What needs to be done.
Show every line in the records below that contains the word "long", treating case as significant.

Record set.
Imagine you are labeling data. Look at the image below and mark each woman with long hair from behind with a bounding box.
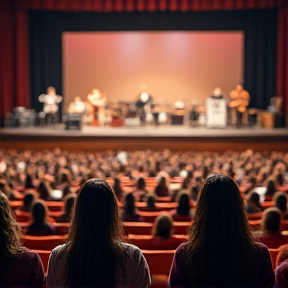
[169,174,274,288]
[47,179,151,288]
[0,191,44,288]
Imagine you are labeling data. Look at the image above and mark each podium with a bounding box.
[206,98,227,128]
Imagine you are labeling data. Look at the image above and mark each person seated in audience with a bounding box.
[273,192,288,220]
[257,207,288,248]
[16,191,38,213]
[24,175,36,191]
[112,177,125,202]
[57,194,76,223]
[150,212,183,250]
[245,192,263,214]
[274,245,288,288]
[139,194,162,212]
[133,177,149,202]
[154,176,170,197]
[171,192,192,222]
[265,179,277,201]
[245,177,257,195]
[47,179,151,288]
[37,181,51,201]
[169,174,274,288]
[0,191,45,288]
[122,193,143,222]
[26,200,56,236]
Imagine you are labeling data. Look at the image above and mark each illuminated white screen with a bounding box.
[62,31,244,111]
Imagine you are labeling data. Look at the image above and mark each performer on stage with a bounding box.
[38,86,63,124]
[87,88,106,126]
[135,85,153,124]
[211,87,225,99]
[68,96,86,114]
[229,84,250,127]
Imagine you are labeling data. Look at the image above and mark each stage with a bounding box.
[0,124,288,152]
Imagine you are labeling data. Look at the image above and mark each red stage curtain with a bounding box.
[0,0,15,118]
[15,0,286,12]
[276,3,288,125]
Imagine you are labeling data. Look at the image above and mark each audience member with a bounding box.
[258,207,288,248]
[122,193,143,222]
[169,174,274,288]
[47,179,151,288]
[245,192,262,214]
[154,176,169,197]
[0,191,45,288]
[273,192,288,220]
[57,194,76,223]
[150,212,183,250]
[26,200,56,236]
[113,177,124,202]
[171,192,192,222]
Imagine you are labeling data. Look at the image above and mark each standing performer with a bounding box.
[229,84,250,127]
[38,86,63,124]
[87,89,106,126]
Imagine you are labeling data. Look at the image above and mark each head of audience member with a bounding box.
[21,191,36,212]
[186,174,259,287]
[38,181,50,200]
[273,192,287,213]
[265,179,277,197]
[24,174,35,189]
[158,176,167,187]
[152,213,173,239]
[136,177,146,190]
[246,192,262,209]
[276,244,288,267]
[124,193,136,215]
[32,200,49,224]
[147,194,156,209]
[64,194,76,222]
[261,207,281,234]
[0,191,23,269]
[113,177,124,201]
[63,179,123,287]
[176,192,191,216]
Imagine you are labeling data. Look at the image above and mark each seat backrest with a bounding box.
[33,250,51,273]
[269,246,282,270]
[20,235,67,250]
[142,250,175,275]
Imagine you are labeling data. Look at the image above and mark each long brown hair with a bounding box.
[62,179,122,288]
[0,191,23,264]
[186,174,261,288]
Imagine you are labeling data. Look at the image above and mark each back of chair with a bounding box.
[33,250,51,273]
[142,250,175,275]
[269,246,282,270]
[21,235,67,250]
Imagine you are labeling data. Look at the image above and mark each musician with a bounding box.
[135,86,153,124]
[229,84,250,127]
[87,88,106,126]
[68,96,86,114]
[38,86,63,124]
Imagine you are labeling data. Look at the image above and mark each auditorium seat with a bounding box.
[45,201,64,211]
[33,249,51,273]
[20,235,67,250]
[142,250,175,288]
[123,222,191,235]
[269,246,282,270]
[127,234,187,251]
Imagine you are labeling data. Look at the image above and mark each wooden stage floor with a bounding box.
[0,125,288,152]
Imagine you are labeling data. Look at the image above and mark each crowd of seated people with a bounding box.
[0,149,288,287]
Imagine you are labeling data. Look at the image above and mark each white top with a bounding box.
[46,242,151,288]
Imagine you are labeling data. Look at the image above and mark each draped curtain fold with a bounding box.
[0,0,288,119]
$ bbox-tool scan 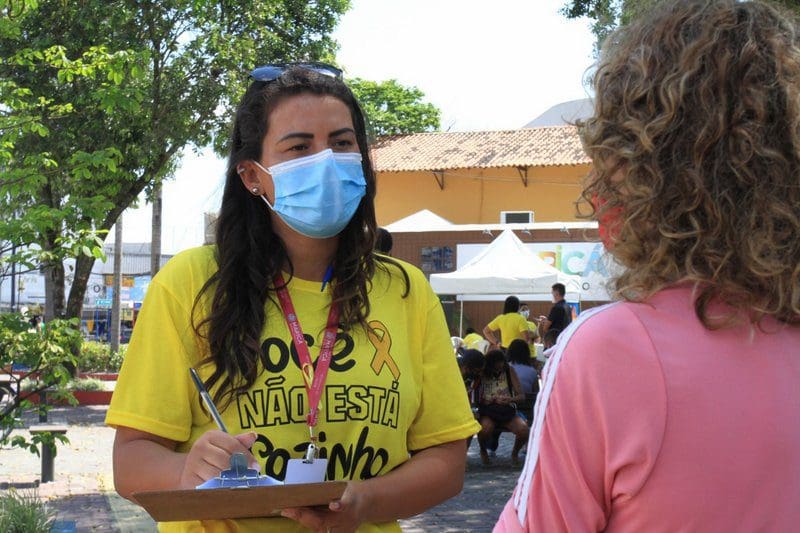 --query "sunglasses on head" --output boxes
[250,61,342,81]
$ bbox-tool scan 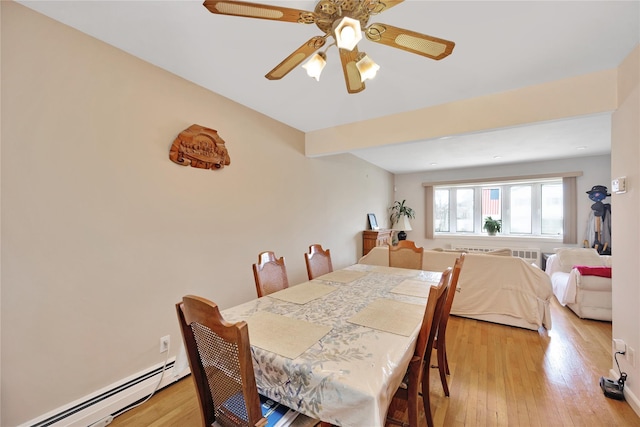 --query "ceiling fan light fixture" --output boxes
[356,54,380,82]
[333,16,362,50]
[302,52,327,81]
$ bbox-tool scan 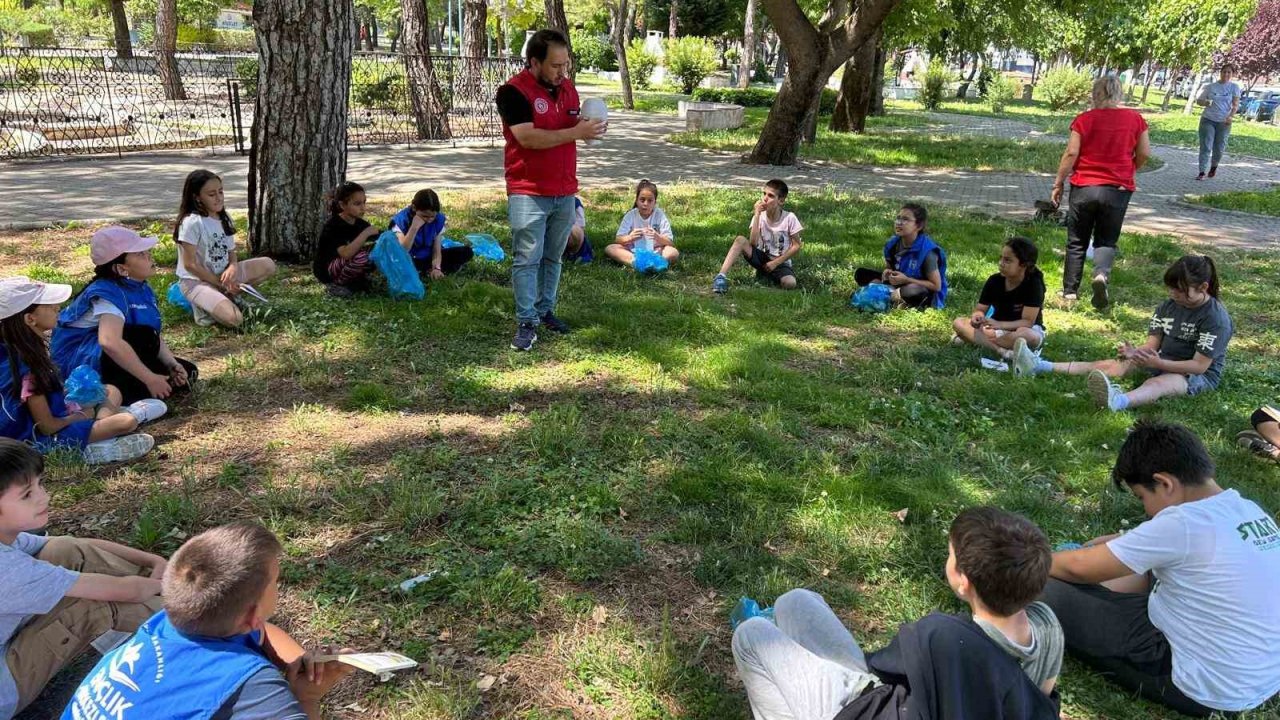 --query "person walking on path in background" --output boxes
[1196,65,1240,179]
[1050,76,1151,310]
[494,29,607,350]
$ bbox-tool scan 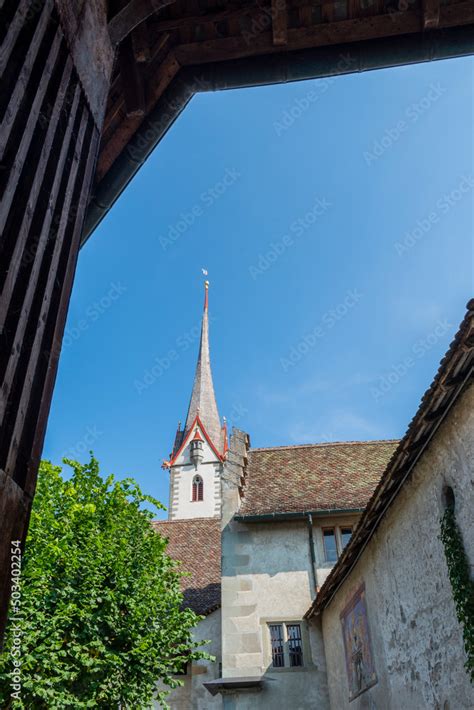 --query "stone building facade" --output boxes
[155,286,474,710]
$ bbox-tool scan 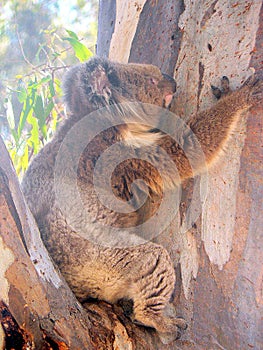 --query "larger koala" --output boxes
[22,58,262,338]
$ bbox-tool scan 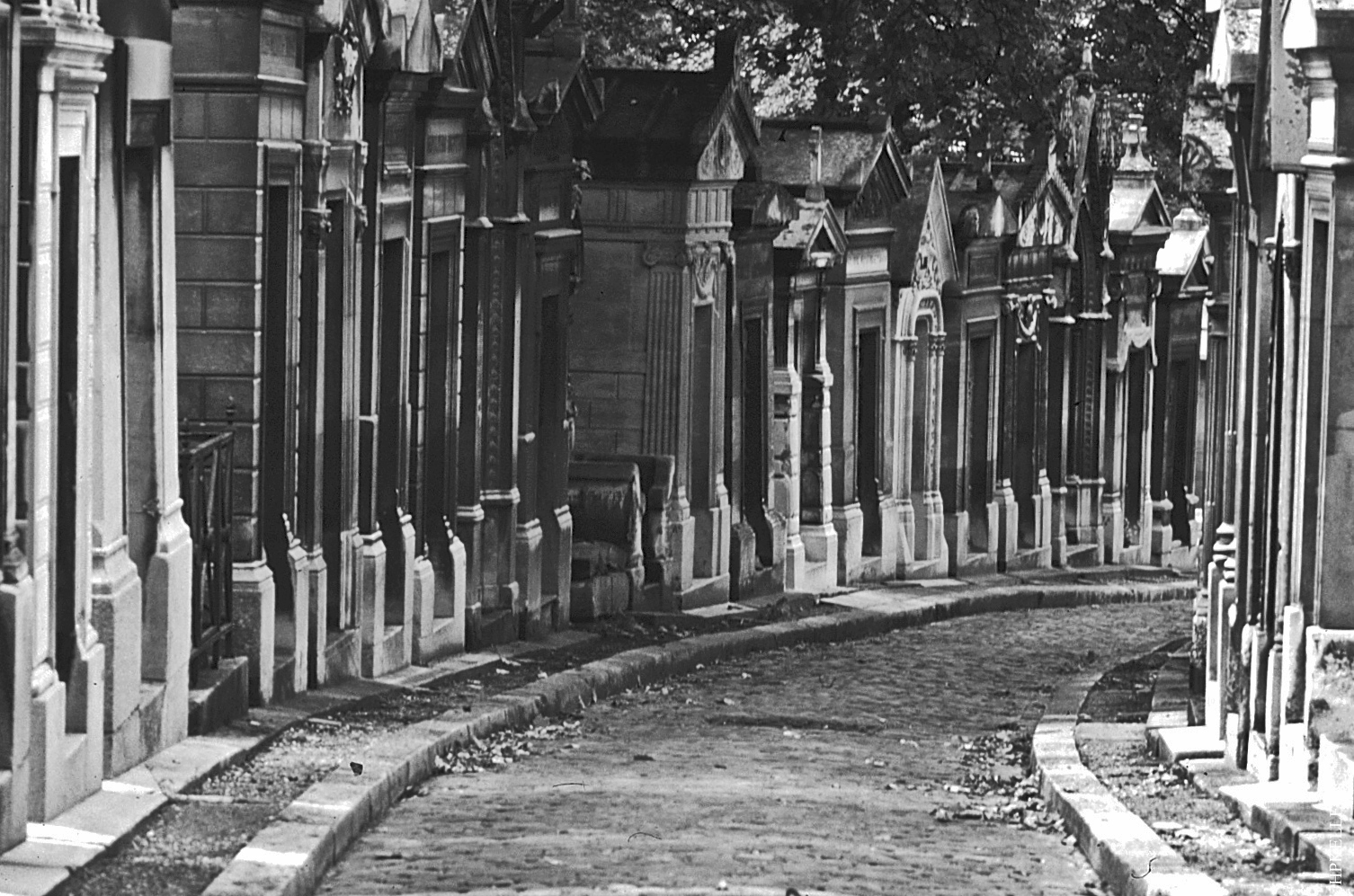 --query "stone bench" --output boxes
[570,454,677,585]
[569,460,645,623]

Solved problem.
Imagine you are labeling data. Look at the image below and mark each woman with long hair from behind with a bounding box.
Imagine you are labeling data. Look at the image above and mark each long brown hair with a bounding box.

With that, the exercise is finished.